— start Data for the task —

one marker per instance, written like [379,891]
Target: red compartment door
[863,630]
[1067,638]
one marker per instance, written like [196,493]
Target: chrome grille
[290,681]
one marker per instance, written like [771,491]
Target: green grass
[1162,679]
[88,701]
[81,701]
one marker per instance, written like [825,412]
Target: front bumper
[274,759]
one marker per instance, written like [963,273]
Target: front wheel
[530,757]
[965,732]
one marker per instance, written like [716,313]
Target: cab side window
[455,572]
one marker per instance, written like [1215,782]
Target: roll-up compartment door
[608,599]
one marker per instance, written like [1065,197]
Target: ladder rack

— end Data for the task —
— start Data for the task —

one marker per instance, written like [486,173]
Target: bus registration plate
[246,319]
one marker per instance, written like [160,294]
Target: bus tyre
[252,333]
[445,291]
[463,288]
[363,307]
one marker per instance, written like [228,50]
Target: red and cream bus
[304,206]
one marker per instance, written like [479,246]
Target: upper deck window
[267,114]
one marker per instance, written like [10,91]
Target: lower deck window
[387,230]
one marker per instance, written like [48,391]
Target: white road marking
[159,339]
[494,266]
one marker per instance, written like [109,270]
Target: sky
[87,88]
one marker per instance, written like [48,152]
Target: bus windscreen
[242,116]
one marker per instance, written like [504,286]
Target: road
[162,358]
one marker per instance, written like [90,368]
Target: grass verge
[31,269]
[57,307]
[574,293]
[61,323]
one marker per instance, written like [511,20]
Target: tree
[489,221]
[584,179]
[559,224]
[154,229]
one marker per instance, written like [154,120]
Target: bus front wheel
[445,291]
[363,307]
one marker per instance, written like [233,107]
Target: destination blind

— end Data for the task —
— start Data for the task —

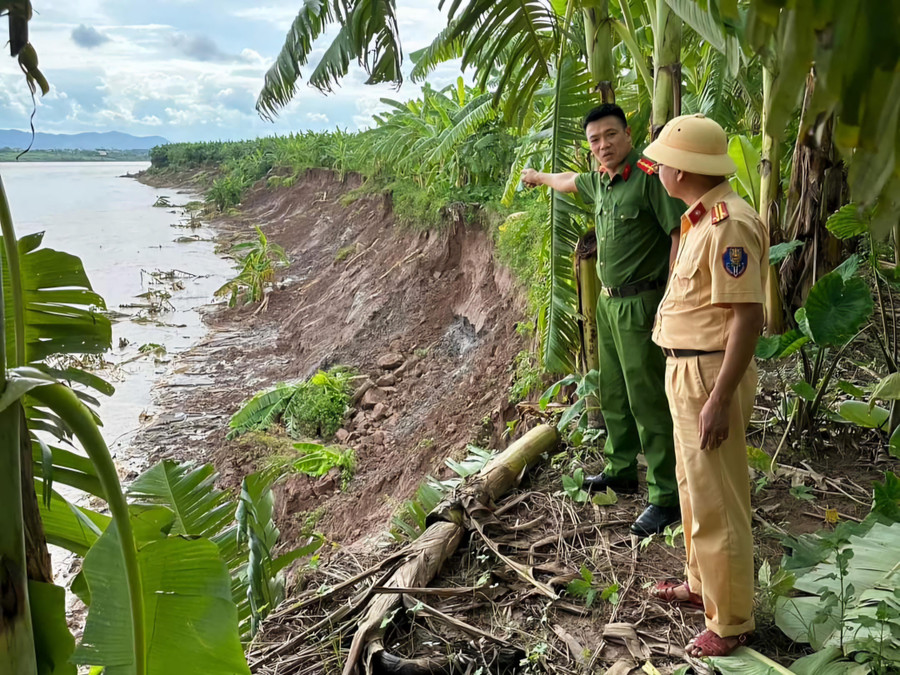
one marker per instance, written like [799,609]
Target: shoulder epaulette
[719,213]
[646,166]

— end Data for the task —

What you have to do: Rewrite the data from the line that contains "one marker per instance, written like [1215,782]" through the line that contains "Target: ladder rack", both included, and replace "roll-up" with "hinged". Leave everything else unchanged.

Output for this task:
one marker per instance, written like [1215,782]
Target: hinged compartment door
[608,599]
one marker per instance, written like [1065,197]
Target: ladder rack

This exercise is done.